- **TASK SET**:
1. In the MFC-101 review, which buttons switch patches in the basic setup?
2. List every MFC-101 button that the review of the foot controller calls by name instead of by number.

- **TEXT PROVIDED**:
:::
Fractal’s MFC-101 is a must for pretty much anyone with an Axe-Fx unit. Why? Because it takes 2 hands to play guitar! And who wants to let the drummer think he’s the only one using all of his appendages?! Ha!
But come on and face it, rock stars from the spare room to the world’s stages need to change a channel or a preset at some point during the gig. And unless you’re at the level of Metallica or Def Leppard, the chances are doing your own switching.
As the MFC-101 is made with the Axe-Fx in mind, it’s pretty much a plug-and-play unit right out of the box. You can connect it with your choice of MIDI, XLR for Fractal’s FASLINK connection, or a CAT5 cable.
The basic setup allows you to use the 1st row (buttons 1-5) for switching patches and the 2nd and 3rd rows (buttons 6-15) for turning effects on and off. The Up and Down buttons lets you go… wait for it… up and down your list of presets. Almost easy enough for a bassist to manage. LOL! Or tap the Reveal button and it puts your current preset into a Scene Mode to allow buttons 1-8 to pick from your pre-assigned scenes. I like this option, as there is no latency between scene changes like there can be when changing presets.
You can also use the Edit button to make changes to the patch via the MFC-101 without going to the unit. That can be groovy if you need to manage a quick change during the drum solo. If you don’t have Axe-Edit up and running, this can be as effective and punching the buttons on the front of the Axe-Fx unit. And it looks much cooler. LOL!
One cool feature is the Looper Control Mode. Set up a patch with a Looper block and you can run the feature from the MFC-101. You can control the recording of a loop and then play over it or keep adding to it. Think of it, you can be the next Ed Sheeran… but with a much cooler Foot Controller!
Another option that is informally referred to as Song Mode, or Set Mode, allows you to program the MFC-101 to run through your assigned presets to compliment the order of the songs you are playing. That can be handy for a number of applications. I’m thinking it’d be groovy if you’re in a cover/tribute band that has very specific tones dialed up for each song. Not everyone uses the same preset for the Sex Pistols as they do for Journey, I suppose. HaHa!
The MFC-101 also allows from some hardcore deep diving into whatever level of tweaking suits your level of obsession. Not content to use a button to switch a preset or to turn an effect on or off? How about tweaks within an effect? You want a button to take the level of your Phaser effect from 40% to 75%? Or a button to change the rate of your Chorus? Many of the modifications that can be made can generally be assigned to one of the buttons. Or maybe you just don’t like the order that the defaults are laid out for the effects. You can tweak that as well.
Room for expansion is covered with connections for Expression Pedals and additional switches. Most commonly, you’ll see people add a few pedals to assign for volume and/or wah. Not to miss out on any tweaks, you can assign an external pedal to control an assigned value of an effect.
:::
- **SUPPLIED RECORDS**:
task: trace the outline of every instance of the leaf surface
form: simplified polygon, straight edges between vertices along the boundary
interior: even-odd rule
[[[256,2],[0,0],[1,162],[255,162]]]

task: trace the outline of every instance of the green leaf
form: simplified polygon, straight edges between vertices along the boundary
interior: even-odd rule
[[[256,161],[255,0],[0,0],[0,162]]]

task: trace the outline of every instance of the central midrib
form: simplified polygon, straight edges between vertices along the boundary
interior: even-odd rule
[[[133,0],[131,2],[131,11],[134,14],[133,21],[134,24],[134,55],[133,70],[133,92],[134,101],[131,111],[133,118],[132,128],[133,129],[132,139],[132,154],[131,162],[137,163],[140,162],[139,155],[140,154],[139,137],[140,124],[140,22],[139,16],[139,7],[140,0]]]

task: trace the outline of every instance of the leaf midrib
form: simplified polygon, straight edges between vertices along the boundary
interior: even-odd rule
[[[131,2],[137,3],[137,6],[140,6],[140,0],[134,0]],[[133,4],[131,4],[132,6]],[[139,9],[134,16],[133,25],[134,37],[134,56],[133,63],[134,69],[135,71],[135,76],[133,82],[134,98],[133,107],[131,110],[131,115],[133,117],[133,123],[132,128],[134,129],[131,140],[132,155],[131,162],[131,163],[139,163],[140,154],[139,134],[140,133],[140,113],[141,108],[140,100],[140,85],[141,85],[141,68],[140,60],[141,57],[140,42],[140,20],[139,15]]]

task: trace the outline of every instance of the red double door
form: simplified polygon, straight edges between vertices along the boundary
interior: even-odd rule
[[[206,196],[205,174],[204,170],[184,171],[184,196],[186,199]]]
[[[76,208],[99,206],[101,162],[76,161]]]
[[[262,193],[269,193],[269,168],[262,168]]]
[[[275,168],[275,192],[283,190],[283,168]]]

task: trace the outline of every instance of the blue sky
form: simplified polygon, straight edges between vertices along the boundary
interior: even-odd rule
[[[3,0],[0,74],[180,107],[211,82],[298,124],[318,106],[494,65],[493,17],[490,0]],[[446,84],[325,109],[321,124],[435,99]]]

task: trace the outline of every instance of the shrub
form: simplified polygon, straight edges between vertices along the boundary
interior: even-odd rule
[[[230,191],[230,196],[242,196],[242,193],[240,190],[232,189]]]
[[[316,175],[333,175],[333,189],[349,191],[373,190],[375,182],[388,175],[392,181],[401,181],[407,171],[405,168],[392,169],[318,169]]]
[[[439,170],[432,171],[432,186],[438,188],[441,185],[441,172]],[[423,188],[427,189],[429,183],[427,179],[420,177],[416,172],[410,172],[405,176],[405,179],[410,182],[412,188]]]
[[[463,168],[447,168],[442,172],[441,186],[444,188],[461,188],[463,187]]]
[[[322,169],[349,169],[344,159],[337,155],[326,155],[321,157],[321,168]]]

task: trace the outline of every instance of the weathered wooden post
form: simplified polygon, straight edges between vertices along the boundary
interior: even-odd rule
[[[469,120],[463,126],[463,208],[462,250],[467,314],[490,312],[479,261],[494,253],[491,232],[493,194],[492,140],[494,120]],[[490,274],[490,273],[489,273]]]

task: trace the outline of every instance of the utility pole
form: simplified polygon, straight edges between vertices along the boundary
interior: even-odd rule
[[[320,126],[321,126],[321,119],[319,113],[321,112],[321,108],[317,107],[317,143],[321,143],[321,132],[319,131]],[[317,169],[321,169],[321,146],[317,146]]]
:::
- **ANSWER SET**:
1. The first row, buttons 1-5.

2. Up, Down, Reveal, Edit